# Excerpted records

:::

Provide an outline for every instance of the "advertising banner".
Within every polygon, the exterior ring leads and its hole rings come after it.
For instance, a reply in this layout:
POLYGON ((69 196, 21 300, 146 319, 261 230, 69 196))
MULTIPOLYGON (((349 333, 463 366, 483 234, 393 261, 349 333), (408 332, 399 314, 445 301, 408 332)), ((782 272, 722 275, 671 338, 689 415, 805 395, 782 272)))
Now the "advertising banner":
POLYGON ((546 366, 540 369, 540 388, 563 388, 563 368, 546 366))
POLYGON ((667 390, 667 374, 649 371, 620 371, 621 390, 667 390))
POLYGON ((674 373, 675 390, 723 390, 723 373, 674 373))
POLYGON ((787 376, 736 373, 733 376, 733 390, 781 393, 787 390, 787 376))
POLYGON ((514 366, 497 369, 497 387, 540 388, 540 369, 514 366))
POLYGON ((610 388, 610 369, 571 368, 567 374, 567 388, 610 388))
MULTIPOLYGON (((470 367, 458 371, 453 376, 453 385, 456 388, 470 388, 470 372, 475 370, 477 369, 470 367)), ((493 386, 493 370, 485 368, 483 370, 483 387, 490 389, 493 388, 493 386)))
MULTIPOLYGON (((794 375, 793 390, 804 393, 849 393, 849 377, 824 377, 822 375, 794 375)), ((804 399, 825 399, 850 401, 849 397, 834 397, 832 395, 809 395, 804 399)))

:::

Where a line of the records contains the word "every", count it; state only the final tally.

# Output
2